**Problem requirements**
Please update the lines below so that every "thumb" reads "index finger" and everything else stays unchanged. Leave the pictures out of your answer.

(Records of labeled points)
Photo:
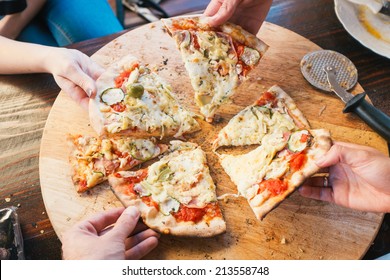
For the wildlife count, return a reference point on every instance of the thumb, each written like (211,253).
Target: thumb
(337,153)
(224,13)
(126,223)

**Result of this task**
Photo:
For the wildlife count, return a reference point on every instance of the index finger, each written like (211,253).
Target: index finger
(337,153)
(224,13)
(126,223)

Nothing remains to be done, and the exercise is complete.